[EXERCISE] Exactly transcribe the line that holds "Where can the red plaid" and every remaining line of the records, up to and including the final one, with nothing else.

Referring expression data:
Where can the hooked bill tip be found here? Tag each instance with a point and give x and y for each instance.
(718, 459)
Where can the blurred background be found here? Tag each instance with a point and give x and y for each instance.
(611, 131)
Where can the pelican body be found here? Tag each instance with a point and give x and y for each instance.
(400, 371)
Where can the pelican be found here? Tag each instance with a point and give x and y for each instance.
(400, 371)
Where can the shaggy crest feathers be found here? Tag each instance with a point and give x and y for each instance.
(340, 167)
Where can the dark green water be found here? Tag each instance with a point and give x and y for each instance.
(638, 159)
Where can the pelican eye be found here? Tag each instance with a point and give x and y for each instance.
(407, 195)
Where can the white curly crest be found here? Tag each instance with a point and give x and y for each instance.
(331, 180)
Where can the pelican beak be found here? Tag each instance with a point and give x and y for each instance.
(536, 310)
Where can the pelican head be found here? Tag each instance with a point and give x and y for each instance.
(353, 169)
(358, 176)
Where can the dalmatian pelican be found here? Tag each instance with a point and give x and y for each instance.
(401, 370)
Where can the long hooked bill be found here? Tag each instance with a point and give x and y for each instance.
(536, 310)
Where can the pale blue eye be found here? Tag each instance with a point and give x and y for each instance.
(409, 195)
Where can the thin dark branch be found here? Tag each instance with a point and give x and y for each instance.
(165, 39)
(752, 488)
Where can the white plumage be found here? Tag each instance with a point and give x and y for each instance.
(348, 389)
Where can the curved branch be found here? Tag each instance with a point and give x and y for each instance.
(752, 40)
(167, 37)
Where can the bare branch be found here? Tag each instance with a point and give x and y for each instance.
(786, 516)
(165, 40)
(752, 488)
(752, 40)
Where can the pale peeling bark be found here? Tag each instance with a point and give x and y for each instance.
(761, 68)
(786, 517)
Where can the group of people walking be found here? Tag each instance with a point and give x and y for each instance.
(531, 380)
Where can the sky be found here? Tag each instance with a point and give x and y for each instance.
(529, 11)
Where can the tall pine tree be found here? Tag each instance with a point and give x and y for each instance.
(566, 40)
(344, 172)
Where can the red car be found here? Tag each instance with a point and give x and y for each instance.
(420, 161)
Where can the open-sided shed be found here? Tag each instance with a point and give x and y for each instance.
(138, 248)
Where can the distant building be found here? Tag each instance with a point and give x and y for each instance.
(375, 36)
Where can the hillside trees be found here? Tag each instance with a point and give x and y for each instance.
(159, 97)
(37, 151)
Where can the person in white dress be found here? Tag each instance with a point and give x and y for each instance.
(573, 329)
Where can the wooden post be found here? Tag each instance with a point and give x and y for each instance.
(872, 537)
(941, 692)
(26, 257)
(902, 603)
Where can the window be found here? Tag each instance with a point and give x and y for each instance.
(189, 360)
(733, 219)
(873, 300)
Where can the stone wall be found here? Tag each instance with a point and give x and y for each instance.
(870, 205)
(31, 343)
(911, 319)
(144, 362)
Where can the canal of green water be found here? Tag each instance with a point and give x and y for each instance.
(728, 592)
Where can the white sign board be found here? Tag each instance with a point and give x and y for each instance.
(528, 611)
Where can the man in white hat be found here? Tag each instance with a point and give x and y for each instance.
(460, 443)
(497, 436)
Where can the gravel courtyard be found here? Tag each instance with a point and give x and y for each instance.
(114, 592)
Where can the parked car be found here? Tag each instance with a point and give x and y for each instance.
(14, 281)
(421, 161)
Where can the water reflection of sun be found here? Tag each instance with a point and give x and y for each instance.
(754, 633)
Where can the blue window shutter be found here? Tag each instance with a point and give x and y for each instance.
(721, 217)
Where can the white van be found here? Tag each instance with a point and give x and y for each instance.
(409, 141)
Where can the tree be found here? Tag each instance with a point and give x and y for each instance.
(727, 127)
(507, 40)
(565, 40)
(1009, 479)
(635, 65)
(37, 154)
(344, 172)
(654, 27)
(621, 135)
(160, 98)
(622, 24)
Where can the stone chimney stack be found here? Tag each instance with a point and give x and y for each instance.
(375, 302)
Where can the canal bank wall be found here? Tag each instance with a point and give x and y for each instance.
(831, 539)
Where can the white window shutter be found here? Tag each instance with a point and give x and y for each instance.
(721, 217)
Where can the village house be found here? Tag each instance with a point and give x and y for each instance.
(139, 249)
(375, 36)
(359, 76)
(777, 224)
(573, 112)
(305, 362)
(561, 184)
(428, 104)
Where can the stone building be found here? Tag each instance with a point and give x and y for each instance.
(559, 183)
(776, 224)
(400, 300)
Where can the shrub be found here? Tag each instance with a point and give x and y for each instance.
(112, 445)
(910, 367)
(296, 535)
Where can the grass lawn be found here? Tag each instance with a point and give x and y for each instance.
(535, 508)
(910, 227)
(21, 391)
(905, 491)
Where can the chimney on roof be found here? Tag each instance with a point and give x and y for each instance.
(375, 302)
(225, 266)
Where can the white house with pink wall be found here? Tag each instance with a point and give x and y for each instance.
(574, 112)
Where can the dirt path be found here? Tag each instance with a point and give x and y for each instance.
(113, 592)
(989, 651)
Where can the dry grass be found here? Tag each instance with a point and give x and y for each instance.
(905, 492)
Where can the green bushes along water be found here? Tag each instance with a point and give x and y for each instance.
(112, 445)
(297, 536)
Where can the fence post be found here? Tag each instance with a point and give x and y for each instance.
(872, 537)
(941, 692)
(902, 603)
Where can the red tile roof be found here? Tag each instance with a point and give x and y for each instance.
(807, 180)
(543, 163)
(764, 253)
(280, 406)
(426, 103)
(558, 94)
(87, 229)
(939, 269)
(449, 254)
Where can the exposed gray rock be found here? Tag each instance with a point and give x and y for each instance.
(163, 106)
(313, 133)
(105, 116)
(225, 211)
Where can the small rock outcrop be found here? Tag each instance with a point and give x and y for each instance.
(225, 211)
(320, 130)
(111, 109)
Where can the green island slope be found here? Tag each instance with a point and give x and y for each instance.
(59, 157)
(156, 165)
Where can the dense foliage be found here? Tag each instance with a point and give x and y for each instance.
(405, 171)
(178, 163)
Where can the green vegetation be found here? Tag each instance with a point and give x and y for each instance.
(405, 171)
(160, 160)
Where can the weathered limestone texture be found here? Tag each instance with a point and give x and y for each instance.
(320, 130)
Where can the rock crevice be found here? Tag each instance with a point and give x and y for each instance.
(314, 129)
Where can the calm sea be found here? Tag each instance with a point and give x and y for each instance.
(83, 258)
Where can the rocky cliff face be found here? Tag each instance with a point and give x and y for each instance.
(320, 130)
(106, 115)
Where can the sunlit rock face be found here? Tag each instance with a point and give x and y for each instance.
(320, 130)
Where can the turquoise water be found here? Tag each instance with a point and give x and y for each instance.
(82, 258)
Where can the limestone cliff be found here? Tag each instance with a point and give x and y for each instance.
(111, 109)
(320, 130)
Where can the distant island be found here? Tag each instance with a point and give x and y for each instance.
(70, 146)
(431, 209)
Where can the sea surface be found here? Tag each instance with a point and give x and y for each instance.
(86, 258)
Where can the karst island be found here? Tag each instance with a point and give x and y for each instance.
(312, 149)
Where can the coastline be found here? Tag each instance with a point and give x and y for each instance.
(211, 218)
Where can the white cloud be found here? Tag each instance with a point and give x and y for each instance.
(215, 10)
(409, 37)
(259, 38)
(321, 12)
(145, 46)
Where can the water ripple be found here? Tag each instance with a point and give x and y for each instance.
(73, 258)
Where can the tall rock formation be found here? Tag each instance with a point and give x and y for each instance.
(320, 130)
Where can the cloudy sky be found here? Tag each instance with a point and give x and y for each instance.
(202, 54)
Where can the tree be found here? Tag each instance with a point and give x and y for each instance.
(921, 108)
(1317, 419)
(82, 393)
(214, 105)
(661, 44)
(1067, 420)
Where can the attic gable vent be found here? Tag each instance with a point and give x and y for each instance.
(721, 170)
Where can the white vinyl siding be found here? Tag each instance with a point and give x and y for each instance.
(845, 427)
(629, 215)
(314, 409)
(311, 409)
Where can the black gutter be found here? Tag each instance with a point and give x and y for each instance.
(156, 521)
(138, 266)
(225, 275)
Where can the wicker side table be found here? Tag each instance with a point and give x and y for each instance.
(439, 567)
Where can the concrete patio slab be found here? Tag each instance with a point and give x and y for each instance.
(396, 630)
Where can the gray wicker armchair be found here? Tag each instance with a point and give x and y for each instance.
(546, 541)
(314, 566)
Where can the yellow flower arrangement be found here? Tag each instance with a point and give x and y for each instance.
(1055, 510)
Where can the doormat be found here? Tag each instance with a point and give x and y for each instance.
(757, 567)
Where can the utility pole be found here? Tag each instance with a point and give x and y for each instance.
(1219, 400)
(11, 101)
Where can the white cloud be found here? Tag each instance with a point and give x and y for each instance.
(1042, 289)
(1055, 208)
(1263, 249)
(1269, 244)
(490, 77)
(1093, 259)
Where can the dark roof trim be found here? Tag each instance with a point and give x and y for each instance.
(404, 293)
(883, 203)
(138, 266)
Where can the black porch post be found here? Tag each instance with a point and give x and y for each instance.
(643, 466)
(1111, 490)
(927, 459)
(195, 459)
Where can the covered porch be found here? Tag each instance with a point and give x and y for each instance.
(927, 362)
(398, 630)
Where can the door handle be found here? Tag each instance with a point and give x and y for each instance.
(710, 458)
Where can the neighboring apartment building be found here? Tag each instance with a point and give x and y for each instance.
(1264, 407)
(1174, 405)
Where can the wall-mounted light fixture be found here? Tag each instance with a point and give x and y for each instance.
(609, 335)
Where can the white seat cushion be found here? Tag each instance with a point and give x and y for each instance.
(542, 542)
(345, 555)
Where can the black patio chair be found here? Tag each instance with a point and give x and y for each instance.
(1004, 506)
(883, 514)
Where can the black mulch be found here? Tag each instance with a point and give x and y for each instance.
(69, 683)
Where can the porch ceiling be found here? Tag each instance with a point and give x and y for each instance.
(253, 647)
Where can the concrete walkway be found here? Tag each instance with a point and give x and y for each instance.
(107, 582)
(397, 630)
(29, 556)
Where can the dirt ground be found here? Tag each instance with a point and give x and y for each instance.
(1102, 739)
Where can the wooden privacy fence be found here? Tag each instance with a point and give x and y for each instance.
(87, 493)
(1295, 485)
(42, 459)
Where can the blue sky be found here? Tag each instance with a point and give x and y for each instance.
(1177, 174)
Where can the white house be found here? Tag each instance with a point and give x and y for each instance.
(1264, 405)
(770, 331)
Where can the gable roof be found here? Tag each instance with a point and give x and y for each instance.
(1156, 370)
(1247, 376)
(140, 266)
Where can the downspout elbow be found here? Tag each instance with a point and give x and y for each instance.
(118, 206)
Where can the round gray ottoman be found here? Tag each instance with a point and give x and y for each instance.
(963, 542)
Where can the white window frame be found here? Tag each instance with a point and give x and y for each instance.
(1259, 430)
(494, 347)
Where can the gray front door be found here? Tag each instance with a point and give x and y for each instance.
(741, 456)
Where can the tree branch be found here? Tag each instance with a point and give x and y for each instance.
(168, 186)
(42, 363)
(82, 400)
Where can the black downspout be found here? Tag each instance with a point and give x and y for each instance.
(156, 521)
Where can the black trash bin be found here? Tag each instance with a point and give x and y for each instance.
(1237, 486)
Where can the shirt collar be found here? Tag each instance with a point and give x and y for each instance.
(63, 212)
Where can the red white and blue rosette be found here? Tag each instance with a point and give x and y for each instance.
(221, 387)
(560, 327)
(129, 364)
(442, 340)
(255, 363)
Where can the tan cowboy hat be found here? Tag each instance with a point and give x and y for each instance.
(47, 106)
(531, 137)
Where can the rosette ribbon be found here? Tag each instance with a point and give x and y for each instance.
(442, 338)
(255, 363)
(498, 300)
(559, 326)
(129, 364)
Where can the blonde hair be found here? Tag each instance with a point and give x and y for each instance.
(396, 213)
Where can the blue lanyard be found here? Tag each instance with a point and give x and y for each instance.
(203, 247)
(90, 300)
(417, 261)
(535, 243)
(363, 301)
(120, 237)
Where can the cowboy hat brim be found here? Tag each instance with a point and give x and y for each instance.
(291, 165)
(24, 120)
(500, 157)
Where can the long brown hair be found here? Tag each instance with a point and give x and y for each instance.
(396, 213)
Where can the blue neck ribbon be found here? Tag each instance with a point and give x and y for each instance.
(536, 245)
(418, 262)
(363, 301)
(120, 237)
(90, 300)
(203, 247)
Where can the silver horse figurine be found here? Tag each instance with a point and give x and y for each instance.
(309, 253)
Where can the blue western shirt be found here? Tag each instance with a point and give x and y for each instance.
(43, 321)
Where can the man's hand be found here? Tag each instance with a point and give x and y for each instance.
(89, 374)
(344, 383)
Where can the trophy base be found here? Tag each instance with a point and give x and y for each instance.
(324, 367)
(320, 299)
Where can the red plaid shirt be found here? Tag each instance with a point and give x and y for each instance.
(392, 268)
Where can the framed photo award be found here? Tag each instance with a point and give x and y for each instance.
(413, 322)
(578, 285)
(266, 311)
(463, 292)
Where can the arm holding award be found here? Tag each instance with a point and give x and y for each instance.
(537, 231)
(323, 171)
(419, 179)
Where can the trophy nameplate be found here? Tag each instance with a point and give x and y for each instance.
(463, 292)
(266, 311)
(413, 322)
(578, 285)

[RESULT OF THIS TASK]
Where can the red plaid shirt be found here? Tag each instance with a point and give x and y for each instance.
(392, 268)
Where can the framed photo award be found here? Tag each instance with a point and give x and y for each instance.
(413, 322)
(578, 285)
(266, 311)
(463, 292)
Where can the arm holding award be found here? Tag each instance with a point and give x and y for each instance.
(537, 231)
(323, 171)
(419, 179)
Where can the trophy nameplate be found here? Tag each instance with a point and give x and y for each instance.
(463, 292)
(266, 311)
(413, 322)
(578, 285)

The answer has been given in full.